▽

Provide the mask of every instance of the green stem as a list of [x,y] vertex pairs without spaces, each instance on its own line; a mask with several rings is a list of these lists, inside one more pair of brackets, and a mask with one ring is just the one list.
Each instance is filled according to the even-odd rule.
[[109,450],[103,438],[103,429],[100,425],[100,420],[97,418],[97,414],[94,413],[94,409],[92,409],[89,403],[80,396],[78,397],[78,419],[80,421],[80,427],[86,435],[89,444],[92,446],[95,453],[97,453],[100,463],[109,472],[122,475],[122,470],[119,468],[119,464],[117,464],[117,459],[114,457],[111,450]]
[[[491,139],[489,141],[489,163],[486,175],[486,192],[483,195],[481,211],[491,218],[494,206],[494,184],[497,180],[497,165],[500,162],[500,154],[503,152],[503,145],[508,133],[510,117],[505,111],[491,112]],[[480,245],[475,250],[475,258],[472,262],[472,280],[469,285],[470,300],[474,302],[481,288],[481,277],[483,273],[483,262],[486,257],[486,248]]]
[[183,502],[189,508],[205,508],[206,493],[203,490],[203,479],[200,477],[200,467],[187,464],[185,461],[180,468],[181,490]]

△

Set task — Edit all of the material above by replacing "green stem" with "plant stem" and leaving every other part unchanged.

Written answer —
Provide the mask of every instance of the plant stem as a list of [x,y] vertex pairs without spaces, each instance on its own line; a mask with several rings is a list of these lists, inside one more pair of brackets, and a mask with one ring is just the one list.
Each instance is filled according to the even-odd rule.
[[109,450],[103,438],[103,429],[100,425],[100,420],[97,418],[97,414],[94,413],[94,409],[92,409],[89,403],[80,396],[78,397],[78,419],[80,421],[80,427],[86,435],[89,444],[92,446],[95,453],[97,453],[100,463],[109,472],[122,475],[122,470],[119,468],[119,464],[117,464],[117,459],[114,457],[111,450]]
[[[491,139],[489,141],[489,163],[486,175],[486,192],[483,195],[481,211],[491,218],[494,206],[494,184],[497,180],[497,165],[500,162],[500,154],[503,152],[503,145],[508,133],[510,117],[505,111],[491,112]],[[480,245],[475,250],[475,258],[472,262],[472,280],[469,285],[470,300],[474,302],[481,288],[481,277],[483,273],[483,262],[486,257],[486,248]]]
[[183,502],[189,508],[205,508],[206,493],[203,490],[203,479],[200,477],[200,467],[187,464],[185,461],[180,468],[181,490]]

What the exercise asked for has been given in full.